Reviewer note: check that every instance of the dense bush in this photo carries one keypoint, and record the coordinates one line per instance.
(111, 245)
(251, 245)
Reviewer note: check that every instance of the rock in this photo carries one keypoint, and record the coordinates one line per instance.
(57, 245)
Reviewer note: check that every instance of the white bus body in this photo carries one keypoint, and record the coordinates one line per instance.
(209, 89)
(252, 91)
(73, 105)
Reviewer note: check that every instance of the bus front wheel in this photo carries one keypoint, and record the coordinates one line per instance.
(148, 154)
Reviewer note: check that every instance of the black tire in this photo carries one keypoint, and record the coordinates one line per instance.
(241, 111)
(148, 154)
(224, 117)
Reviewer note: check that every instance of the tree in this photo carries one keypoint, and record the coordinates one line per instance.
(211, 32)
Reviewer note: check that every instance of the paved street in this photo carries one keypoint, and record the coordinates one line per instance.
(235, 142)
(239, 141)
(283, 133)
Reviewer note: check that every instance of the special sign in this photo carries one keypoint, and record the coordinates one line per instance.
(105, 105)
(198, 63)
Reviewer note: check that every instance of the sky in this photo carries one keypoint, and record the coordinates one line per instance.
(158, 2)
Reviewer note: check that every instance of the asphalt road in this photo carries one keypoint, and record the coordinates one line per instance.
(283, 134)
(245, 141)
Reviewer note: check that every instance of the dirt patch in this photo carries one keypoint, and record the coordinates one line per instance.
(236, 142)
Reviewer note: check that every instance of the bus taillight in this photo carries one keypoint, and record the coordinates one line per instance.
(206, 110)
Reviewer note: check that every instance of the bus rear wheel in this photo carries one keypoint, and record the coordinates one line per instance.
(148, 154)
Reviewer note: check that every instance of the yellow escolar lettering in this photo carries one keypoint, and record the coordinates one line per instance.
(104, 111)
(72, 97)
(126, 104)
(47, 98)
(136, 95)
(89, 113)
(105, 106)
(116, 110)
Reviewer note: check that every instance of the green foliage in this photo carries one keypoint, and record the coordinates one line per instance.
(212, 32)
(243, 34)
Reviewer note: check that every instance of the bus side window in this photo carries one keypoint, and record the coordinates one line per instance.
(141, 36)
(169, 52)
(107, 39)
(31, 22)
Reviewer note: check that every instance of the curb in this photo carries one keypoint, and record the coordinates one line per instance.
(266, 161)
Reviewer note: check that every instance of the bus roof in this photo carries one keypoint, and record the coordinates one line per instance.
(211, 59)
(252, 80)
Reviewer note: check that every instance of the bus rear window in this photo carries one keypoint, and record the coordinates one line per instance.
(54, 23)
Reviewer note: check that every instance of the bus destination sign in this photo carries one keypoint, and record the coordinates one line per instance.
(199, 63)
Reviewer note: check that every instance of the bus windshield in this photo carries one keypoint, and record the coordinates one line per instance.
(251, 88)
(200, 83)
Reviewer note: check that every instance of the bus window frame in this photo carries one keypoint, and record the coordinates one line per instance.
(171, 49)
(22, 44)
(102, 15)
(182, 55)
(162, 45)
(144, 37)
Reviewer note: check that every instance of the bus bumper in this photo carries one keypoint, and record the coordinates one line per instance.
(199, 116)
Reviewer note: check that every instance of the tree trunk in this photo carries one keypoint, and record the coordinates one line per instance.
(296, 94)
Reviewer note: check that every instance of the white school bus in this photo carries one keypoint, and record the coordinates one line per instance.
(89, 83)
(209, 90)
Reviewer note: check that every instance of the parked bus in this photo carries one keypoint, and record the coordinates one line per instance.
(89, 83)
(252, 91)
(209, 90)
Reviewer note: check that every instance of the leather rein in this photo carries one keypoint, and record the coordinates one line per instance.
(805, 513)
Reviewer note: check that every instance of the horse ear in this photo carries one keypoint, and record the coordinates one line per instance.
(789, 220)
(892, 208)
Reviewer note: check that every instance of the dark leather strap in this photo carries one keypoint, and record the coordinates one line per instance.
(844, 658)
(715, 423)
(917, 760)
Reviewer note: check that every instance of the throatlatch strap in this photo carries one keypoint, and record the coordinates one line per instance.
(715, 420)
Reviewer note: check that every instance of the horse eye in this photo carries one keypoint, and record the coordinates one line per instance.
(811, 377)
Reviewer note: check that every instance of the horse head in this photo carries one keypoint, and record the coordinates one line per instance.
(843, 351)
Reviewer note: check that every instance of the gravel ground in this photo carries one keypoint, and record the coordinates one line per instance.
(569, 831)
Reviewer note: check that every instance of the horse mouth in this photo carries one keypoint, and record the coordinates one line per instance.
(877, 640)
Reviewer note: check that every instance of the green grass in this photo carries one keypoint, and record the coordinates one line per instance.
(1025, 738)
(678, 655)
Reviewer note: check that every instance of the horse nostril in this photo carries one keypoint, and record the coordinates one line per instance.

### Work to complete
Give the complete material back, word for word.

### Response
Reviewer note: check that every instance of the dense bush in this photo carries one keypoint, and record the coordinates one line per instance.
(111, 245)
(251, 245)
Reviewer note: check that every instance of the rock in this photo carries one keypoint, and record the coordinates one line per instance.
(57, 245)
Reviewer note: check that every instance of the white bus body in this photo carries one keypoint, and record the coordinates one line per instance.
(209, 89)
(252, 91)
(73, 105)
Reviewer note: check that every instance of the bus front wheel in this photo carries one keypoint, and record the coordinates one line per instance.
(148, 154)
Reviewer note: check that every instance of the black tire in this photo carries one keypoint, and record the coordinates one line per instance.
(241, 111)
(148, 154)
(224, 117)
Reviewer note: check that every instance of the tree in this photo carries one keypoint, and record the coordinates one line per instance.
(211, 32)
Reviewer note: check that every instance of the paved street in this photo carries one keypoint, and record the coordinates one line per instance.
(235, 142)
(239, 141)
(283, 133)
Reviewer note: check that every instance of the special sign in this photo carries one keypoint, and record the coordinates one line per instance.
(105, 105)
(198, 63)
Reviewer note: check that every instance of the sky in this photo carries one keypoint, and record the coordinates one line per instance.
(158, 2)
Reviewer note: check that every instance of the asphalt road in this photo carries one keypoint, and record the coordinates one line per instance.
(283, 134)
(245, 141)
Reviewer note: check that every instance of the dirt patch in this photo carries one keypoint, and record the coordinates one line per instance.
(236, 142)
Reviewer note: check that every instance of the bus taillight in this photo carries one keypoint, and record the coordinates one line per instance.
(206, 110)
Reviewer note: check that every instance of the bus rear wheel in this photo carries one keypoint, and record the coordinates one line per instance.
(148, 154)
Reviewer note: check that every instance of the yellow escolar lettering in this photo carries one keypoint, and record the coordinates one line per instance.
(104, 111)
(72, 97)
(126, 104)
(47, 98)
(136, 95)
(89, 113)
(105, 106)
(116, 110)
Reviewer note: check that every instance of the green foliage in this photo carries one keypoint, and record the coordinates one line per instance.
(212, 32)
(243, 34)
Reviewer note: check that every instance of the bus side window in this photo carries one keypoint, and record the coordinates one line per instance.
(141, 36)
(169, 52)
(107, 39)
(31, 22)
Reviewer note: check that every instance of the curb in this photo carries one keypoint, and record the coordinates one line per instance.
(266, 161)
Reviewer note: check that every instance of the bus roof in this photo carries one keypoint, and record the coordinates one line per instance.
(211, 59)
(252, 80)
Reviewer note: check that every instance of the bus rear window in this photo carries one keypoint, and record the coordinates one line per instance.
(54, 23)
Reviewer note: check that every instance of the bus destination sign in this photo carries one keypoint, and record the coordinates one line per instance.
(199, 63)
Reviewer note: check that every instance of the bus windshield in this photo carries one keypoint, and record the coordinates one line per instance.
(251, 88)
(200, 83)
Reviewer note: check that every instance of the bus window frame in this photo carries one keypoint, and record the coordinates one line per instance.
(171, 49)
(22, 44)
(102, 15)
(182, 55)
(162, 45)
(144, 37)
Reviewer note: check that every instance of the bus bumper in this photo carries one keypoint, and record the coordinates one line per instance.
(199, 116)
Reviewer note: check that every instance of the tree trunk in this photo carries one keypoint, and record the coordinates one line per instance.
(296, 94)
Reviewer note: check that every instance of the white school bus in this photo carries one keypoint, and record the coordinates one line per instance.
(89, 83)
(209, 90)
Reviewer note: check that every instance of the parked bus in this photo carries one keypoint, and record the coordinates one line per instance.
(89, 83)
(252, 91)
(209, 90)
Reviewer note: check that every instance of the leather rein in this photo carries one keypoint, and record the coordinates one line per instance.
(805, 513)
Reviewer note: check that every instance of the horse ear in this photo carries one keypoint, and record the coordinates one line per instance.
(789, 220)
(892, 208)
Reviewer note: check that every instance of the dark leather strap in this photo carries one keypoint, and record the coordinates one line per instance.
(844, 658)
(715, 423)
(917, 760)
Reviewer note: check that every instance of the throatlatch strap in this photo carries one keypoint, and record the coordinates one line per instance.
(715, 420)
Reviewer note: check that every instance of the horse eye in this photo carries one keypoint, and record the coordinates one line per instance.
(811, 377)
Reviewer note: check that every instance of the horse head in this photo carries one keypoint, and record the coordinates one line per instance.
(843, 351)
Reviewer note: check that every instance of the gravel ground in this photo carries one keypoint, and record the coordinates one line per instance.
(569, 831)
Reviewer note: check that every instance of the horse mouth in this photo carries one keypoint, and record the coordinates one line per instance.
(877, 640)
Reviewer note: check that every instance of the green grass in this photo carries one keypoint, and record the coordinates one line per instance.
(1025, 738)
(678, 655)
Reviewer note: check that every instance of the horse nostril in this photo carries one keypoint, and record the coordinates one line per instance.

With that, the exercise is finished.